- **THE PROBLEM**
Repeat every one of the following rows word for word, keeping them in the same order.

[Start of GIVEN RECORDS]

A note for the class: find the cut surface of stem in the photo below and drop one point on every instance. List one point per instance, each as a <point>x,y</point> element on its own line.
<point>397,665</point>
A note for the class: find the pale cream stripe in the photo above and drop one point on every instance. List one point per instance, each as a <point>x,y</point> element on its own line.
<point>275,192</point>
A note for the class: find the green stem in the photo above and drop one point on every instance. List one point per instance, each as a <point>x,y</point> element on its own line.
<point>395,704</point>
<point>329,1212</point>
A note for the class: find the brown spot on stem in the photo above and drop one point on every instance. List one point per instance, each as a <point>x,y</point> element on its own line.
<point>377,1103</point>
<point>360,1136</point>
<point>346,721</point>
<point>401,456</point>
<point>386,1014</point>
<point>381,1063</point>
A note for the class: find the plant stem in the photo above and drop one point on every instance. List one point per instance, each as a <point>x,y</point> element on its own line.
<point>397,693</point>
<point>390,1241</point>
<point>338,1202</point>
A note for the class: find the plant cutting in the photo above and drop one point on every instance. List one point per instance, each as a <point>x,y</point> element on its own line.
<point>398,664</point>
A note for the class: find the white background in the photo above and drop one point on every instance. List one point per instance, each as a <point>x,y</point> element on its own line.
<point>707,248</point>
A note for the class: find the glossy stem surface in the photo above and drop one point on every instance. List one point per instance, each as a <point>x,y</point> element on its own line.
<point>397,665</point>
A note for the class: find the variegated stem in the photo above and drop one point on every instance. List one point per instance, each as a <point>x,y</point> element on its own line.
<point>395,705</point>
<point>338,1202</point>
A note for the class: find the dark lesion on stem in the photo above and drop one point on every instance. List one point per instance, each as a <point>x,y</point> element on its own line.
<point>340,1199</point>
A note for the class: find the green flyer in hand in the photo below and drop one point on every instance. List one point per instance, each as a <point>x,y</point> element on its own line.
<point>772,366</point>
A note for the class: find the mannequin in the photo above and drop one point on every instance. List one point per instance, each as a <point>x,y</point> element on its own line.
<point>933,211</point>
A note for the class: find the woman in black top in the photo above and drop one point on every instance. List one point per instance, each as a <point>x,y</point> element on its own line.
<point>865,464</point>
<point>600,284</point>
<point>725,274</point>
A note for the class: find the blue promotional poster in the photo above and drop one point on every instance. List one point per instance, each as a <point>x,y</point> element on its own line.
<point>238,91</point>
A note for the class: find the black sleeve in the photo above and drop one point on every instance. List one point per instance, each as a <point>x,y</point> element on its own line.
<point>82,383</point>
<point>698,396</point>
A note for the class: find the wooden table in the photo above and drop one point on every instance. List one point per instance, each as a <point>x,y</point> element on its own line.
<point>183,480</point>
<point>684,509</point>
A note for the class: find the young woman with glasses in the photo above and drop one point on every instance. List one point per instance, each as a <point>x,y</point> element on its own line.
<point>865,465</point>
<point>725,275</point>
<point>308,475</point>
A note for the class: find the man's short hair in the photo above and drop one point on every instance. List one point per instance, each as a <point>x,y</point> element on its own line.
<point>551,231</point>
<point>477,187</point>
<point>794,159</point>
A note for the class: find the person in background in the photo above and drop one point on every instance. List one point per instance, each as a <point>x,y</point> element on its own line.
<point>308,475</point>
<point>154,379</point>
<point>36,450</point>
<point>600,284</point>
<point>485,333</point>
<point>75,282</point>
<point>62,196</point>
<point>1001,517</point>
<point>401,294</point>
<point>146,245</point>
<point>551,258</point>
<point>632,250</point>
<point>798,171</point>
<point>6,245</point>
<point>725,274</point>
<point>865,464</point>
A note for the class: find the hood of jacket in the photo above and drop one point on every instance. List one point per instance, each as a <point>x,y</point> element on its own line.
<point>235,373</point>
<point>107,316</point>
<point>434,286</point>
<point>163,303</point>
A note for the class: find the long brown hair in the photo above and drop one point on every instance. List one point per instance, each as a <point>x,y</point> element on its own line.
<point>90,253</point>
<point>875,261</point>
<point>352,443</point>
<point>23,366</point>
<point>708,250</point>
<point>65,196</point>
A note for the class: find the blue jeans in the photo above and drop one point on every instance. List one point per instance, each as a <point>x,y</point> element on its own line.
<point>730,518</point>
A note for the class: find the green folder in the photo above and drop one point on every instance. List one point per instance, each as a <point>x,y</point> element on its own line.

[End of GIVEN RECORDS]

- **WRITTEN SOLUTION**
A note for the class: find the cut surface of stem in the photo below and drop one point on every instance. List one point per instance, each as a <point>x,y</point> element on its own line.
<point>397,665</point>
A note for the class: find the pale cream stripe in the photo above and drop one point on every instance. List one point per instance, each as a <point>x,y</point> element on its own line.
<point>275,192</point>
A note for the class: find the green stem in the photo above and drop one point on every instance. List one point per instance, each as a <point>x,y</point> element on its own line.
<point>395,704</point>
<point>329,1212</point>
A note for the class: find the brown spot on stem in the photo above and drop one point on every instance. List one point per instance, each as a <point>x,y</point> element on its own line.
<point>377,1103</point>
<point>360,1136</point>
<point>346,721</point>
<point>401,456</point>
<point>386,1014</point>
<point>381,1063</point>
A note for the class: find the plant stem in the photo above and drop one point on every instance. List one point per instance, each as a <point>x,y</point> element on its own line.
<point>397,693</point>
<point>390,1241</point>
<point>338,1202</point>
A note for the class: find the plant cutting in the photo above and drop one point on every instance. List one point per instance, each as a <point>x,y</point> element on its own line.
<point>398,664</point>
A note for the class: find the white background in the photo above and drop one point on every instance. List one point per instance, each as a <point>x,y</point> element on its own line.
<point>707,248</point>
A note for the class: find the glossy stem surface in the photo above and drop one point on every instance. List one point per instance, each as a <point>x,y</point> element on its own line.
<point>397,665</point>
A note for the class: find the variegated stem in the photo above and drop one point on every instance. List one point per instance, each as a <point>x,y</point> element on its own line.
<point>395,705</point>
<point>338,1202</point>
A note for the class: find the dark lesion on stem in the photo above and drop one point on every instance. List one point per instance, each as a <point>x,y</point> element on its own line.
<point>340,1199</point>
A note for the class: find the green flyer in hand in the photo below and drop one point on every instance. List one point per instance, each as a <point>x,y</point> element on its own line.
<point>772,366</point>
A note for the class: find the mannequin in the photo above and drop one point on every instance. List one point per instance, each as a <point>x,y</point> element on its own line.
<point>933,211</point>
A note for the class: find the woman in black top in the photo above and drop one point on every instance. List one point per instance, each as a <point>x,y</point> element on its own line.
<point>865,464</point>
<point>600,284</point>
<point>725,274</point>
A note for the class: find the blue promotional poster in the photo above and drop one point on every instance. List one point per instance, each as a <point>x,y</point> element on its own line.
<point>238,91</point>
A note for the class: find the black sleeve in the photo above and drop one point on every instance. List one point per instance, each as a <point>x,y</point> element on its own line.
<point>82,383</point>
<point>698,396</point>
A note for the class: find the wooden table in the photo above and drop one point on every instance. List one point per instance, each as a <point>x,y</point> element on its own line.
<point>183,480</point>
<point>684,509</point>
A note for the class: find the young woman with glasses in the photo above and drop one point on every instance. List one point per instance, each as a <point>x,y</point> element on its own line.
<point>865,465</point>
<point>725,275</point>
<point>308,475</point>
A note for the class: find the man's short hair in the photo above and drop one point on every instance. List one point per instance, each as a <point>x,y</point> element on its own line.
<point>551,231</point>
<point>477,187</point>
<point>794,159</point>
A note for the class: find the person in background in the photo above and drop one point on every instance. List one point per instance, each as a <point>x,y</point> element on its own line.
<point>308,475</point>
<point>154,379</point>
<point>36,450</point>
<point>600,284</point>
<point>485,333</point>
<point>75,282</point>
<point>62,196</point>
<point>1001,517</point>
<point>401,294</point>
<point>146,245</point>
<point>551,258</point>
<point>632,250</point>
<point>798,171</point>
<point>6,245</point>
<point>725,274</point>
<point>865,464</point>
A note for the class: find the hood of jacket in the photo above and drop one point on every instance. List one point per instance, each as a <point>x,y</point> element on its own line.
<point>235,373</point>
<point>107,316</point>
<point>434,286</point>
<point>163,303</point>
A note for the class: find the long brown hair in the photo above and drop one point on every instance. List one point per instance, each as a <point>x,y</point> element on its own line.
<point>90,253</point>
<point>875,261</point>
<point>352,443</point>
<point>23,366</point>
<point>708,250</point>
<point>65,196</point>
A note for the class: find the blue jeans in the photo above and drop one point on every instance. List one point per instance, each as a <point>x,y</point> element on its own line.
<point>730,518</point>
A note for the class: find the green folder in the photo above and drop one point on every instance. List one point per instance, each as a <point>x,y</point> element on its own line.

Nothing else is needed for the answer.